■ **Passage given**

━━━

4. Performance Characteristics and Evaluation

Empirical studies reveal sharp distinctions in throughput, latency, write amplification, and scalability among recent centralized KV store designs:

Store / Design	Point Lookup Throughput	Range Scan Performance	Update/Insert Rate
DPA-Store (Schimmelpfennig et al., 9 Jan 2026)	33 MOPS (GET, median ≤3.2 μs)	13 MOPS for 10-key ranges	12 MOPS (UPDATE), 1.7 MOPS (INSERT, bottlenecked by host-DPA write path)
LearnedKV (Wang et al., 2024)	Up to 4.32× faster reads vs. LSM	1.3×–5× faster, one-shot LI prediction	1.43× write speedup, LSM reduced by α (fraction in LI)

━━━

■ **Dataset excerpts**
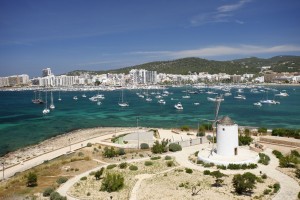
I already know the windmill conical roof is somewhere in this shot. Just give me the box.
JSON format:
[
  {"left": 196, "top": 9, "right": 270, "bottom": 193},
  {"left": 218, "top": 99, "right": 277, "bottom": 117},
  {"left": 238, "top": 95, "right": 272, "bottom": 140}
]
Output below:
[{"left": 219, "top": 116, "right": 234, "bottom": 125}]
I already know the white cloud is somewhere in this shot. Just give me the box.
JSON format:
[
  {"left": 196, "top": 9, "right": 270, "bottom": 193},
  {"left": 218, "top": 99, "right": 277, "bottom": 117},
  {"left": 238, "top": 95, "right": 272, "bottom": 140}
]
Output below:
[
  {"left": 131, "top": 45, "right": 300, "bottom": 58},
  {"left": 217, "top": 0, "right": 251, "bottom": 12},
  {"left": 190, "top": 0, "right": 251, "bottom": 26}
]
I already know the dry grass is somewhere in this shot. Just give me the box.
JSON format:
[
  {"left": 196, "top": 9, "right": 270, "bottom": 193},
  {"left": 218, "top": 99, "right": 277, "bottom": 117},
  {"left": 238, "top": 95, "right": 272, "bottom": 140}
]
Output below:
[
  {"left": 0, "top": 149, "right": 97, "bottom": 199},
  {"left": 138, "top": 170, "right": 276, "bottom": 200},
  {"left": 69, "top": 157, "right": 176, "bottom": 200}
]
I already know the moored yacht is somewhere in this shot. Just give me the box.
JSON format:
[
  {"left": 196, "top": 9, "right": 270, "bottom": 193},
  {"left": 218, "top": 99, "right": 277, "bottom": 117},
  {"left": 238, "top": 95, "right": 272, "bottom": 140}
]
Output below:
[{"left": 174, "top": 102, "right": 183, "bottom": 110}]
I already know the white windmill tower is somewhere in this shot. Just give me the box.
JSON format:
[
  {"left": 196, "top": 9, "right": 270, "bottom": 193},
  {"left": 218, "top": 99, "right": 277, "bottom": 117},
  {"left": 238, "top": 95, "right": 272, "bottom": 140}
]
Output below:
[{"left": 210, "top": 96, "right": 239, "bottom": 156}]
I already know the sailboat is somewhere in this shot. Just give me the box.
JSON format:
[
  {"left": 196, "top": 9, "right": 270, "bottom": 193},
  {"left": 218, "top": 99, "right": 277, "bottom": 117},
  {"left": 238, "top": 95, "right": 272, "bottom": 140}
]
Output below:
[
  {"left": 118, "top": 89, "right": 129, "bottom": 107},
  {"left": 43, "top": 91, "right": 50, "bottom": 115},
  {"left": 182, "top": 85, "right": 191, "bottom": 99},
  {"left": 32, "top": 91, "right": 44, "bottom": 104},
  {"left": 50, "top": 91, "right": 55, "bottom": 110}
]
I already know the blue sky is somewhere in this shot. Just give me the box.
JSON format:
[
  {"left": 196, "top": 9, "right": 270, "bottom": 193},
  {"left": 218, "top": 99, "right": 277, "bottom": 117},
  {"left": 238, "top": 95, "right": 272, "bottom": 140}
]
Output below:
[{"left": 0, "top": 0, "right": 300, "bottom": 77}]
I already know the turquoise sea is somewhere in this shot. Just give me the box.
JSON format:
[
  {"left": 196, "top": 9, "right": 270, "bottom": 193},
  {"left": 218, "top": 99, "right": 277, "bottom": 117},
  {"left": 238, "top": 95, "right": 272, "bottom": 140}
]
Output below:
[{"left": 0, "top": 86, "right": 300, "bottom": 155}]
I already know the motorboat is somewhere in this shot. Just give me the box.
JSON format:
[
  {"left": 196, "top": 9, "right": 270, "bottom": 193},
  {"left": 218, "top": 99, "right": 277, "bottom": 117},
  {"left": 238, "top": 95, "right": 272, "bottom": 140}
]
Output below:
[
  {"left": 174, "top": 102, "right": 183, "bottom": 110},
  {"left": 158, "top": 99, "right": 166, "bottom": 104},
  {"left": 259, "top": 99, "right": 280, "bottom": 104},
  {"left": 207, "top": 97, "right": 224, "bottom": 102},
  {"left": 275, "top": 90, "right": 289, "bottom": 97},
  {"left": 253, "top": 102, "right": 262, "bottom": 106}
]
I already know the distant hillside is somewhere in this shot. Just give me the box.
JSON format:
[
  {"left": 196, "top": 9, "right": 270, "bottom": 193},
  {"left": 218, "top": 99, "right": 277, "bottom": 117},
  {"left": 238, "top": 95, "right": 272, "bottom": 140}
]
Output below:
[{"left": 67, "top": 56, "right": 300, "bottom": 75}]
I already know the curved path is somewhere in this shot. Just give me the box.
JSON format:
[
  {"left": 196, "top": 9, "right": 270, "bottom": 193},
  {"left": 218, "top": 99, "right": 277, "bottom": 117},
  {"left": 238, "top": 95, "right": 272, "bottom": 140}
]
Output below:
[{"left": 57, "top": 144, "right": 300, "bottom": 200}]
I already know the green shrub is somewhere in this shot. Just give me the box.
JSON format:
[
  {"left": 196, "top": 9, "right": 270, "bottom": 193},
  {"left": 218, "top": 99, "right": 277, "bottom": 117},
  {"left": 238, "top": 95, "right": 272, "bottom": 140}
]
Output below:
[
  {"left": 197, "top": 160, "right": 204, "bottom": 165},
  {"left": 50, "top": 192, "right": 67, "bottom": 200},
  {"left": 43, "top": 187, "right": 54, "bottom": 197},
  {"left": 140, "top": 143, "right": 149, "bottom": 149},
  {"left": 129, "top": 165, "right": 138, "bottom": 171},
  {"left": 119, "top": 162, "right": 128, "bottom": 169},
  {"left": 257, "top": 127, "right": 268, "bottom": 133},
  {"left": 145, "top": 160, "right": 153, "bottom": 166},
  {"left": 150, "top": 156, "right": 161, "bottom": 160},
  {"left": 106, "top": 164, "right": 117, "bottom": 169},
  {"left": 258, "top": 153, "right": 270, "bottom": 165},
  {"left": 118, "top": 148, "right": 125, "bottom": 156},
  {"left": 180, "top": 125, "right": 190, "bottom": 131},
  {"left": 27, "top": 172, "right": 37, "bottom": 187},
  {"left": 95, "top": 167, "right": 104, "bottom": 180},
  {"left": 261, "top": 174, "right": 268, "bottom": 179},
  {"left": 165, "top": 156, "right": 172, "bottom": 160},
  {"left": 56, "top": 176, "right": 68, "bottom": 184},
  {"left": 272, "top": 150, "right": 283, "bottom": 159},
  {"left": 100, "top": 173, "right": 124, "bottom": 192},
  {"left": 86, "top": 142, "right": 92, "bottom": 147},
  {"left": 169, "top": 143, "right": 182, "bottom": 152},
  {"left": 166, "top": 160, "right": 175, "bottom": 167},
  {"left": 203, "top": 170, "right": 210, "bottom": 175},
  {"left": 185, "top": 168, "right": 193, "bottom": 174},
  {"left": 291, "top": 150, "right": 300, "bottom": 158},
  {"left": 273, "top": 183, "right": 280, "bottom": 193},
  {"left": 264, "top": 189, "right": 272, "bottom": 195},
  {"left": 103, "top": 147, "right": 118, "bottom": 158},
  {"left": 232, "top": 172, "right": 257, "bottom": 194},
  {"left": 217, "top": 165, "right": 227, "bottom": 170},
  {"left": 151, "top": 139, "right": 169, "bottom": 154}
]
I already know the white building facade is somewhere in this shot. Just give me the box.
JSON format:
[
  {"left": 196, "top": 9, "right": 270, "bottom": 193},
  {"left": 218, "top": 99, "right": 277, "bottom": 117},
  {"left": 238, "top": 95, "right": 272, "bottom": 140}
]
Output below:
[{"left": 217, "top": 116, "right": 239, "bottom": 156}]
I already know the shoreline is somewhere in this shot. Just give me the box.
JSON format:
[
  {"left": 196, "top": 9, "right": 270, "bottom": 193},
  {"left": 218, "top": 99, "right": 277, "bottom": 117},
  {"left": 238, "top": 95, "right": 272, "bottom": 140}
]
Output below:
[
  {"left": 0, "top": 83, "right": 300, "bottom": 91},
  {"left": 0, "top": 127, "right": 136, "bottom": 169}
]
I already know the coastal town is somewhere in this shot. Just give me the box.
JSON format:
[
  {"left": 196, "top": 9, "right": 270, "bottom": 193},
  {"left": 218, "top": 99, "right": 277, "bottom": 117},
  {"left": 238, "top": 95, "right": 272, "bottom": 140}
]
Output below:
[{"left": 0, "top": 66, "right": 300, "bottom": 89}]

━━━

■ **Set of tasks**
a. Reproduce word for word the portion of the key-value store evaluation text from "Empirical studies reveal" up to and including "host-DPA write path)".
b. In the records, switch "shot" to "frame" from the line with "I already know the shoreline" up to and including the last line of the records, keeping everything else unchanged. Give only those lines.

■ **Complete answers**
a.
Empirical studies reveal sharp distinctions in throughput, latency, write amplification, and scalability among recent centralized KV store designs:

Store / Design	Point Lookup Throughput	Range Scan Performance	Update/Insert Rate
DPA-Store (Schimmelpfennig et al., 9 Jan 2026)	33 MOPS (GET, median ≤3.2 μs)	13 MOPS for 10-key ranges	12 MOPS (UPDATE), 1.7 MOPS (INSERT, bottlenecked by host-DPA write path)

b.
I already know the shoreline is somewhere in this frame. Just give me the box.
JSON format:
[
  {"left": 196, "top": 9, "right": 270, "bottom": 193},
  {"left": 218, "top": 99, "right": 277, "bottom": 117},
  {"left": 238, "top": 95, "right": 272, "bottom": 140}
]
Output below:
[
  {"left": 0, "top": 83, "right": 300, "bottom": 91},
  {"left": 0, "top": 127, "right": 136, "bottom": 169}
]
I already know the coastal town is somewhere in this frame. Just give me the box.
JSON format:
[
  {"left": 196, "top": 9, "right": 270, "bottom": 193},
  {"left": 218, "top": 99, "right": 277, "bottom": 117},
  {"left": 238, "top": 95, "right": 272, "bottom": 140}
]
Output below:
[{"left": 0, "top": 66, "right": 300, "bottom": 89}]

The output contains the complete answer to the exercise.